_RECORD SET_.

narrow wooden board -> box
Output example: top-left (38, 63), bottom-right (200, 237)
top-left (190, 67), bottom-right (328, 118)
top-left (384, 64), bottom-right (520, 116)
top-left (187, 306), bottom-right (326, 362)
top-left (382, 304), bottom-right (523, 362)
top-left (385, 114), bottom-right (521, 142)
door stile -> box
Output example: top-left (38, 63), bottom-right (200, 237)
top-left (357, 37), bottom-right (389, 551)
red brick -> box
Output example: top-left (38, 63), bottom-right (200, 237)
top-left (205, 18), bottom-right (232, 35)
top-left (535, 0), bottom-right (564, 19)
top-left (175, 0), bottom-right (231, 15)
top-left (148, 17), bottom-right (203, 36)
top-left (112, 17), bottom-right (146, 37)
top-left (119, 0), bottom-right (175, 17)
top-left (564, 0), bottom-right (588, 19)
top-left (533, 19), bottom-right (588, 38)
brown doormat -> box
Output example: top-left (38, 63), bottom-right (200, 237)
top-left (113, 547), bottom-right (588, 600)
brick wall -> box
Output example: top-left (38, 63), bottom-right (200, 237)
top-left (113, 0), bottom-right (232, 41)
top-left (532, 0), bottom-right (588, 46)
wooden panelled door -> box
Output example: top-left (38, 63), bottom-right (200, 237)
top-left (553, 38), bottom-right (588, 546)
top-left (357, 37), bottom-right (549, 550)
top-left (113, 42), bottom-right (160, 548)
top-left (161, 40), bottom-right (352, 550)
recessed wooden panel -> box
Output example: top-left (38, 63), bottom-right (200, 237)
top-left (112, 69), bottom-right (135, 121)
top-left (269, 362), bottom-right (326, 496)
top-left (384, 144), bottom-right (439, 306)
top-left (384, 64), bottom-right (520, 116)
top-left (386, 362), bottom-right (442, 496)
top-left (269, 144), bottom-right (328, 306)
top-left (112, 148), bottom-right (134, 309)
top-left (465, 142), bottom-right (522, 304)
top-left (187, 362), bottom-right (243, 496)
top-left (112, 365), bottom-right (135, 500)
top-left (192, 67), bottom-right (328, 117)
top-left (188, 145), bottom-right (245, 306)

_TASK_. Output the lines of the items above as a numbered list, from the very first line through the line containing "top-left (382, 304), bottom-right (523, 362)", with both ends included. Leave out any blank lines.

_RESULT OF THIS EXERCISE_.
1. narrow wooden board -> box
2. Output example: top-left (38, 63), bottom-right (200, 237)
3. top-left (190, 67), bottom-right (328, 118)
4. top-left (384, 64), bottom-right (520, 116)
5. top-left (187, 306), bottom-right (326, 362)
6. top-left (382, 304), bottom-right (523, 362)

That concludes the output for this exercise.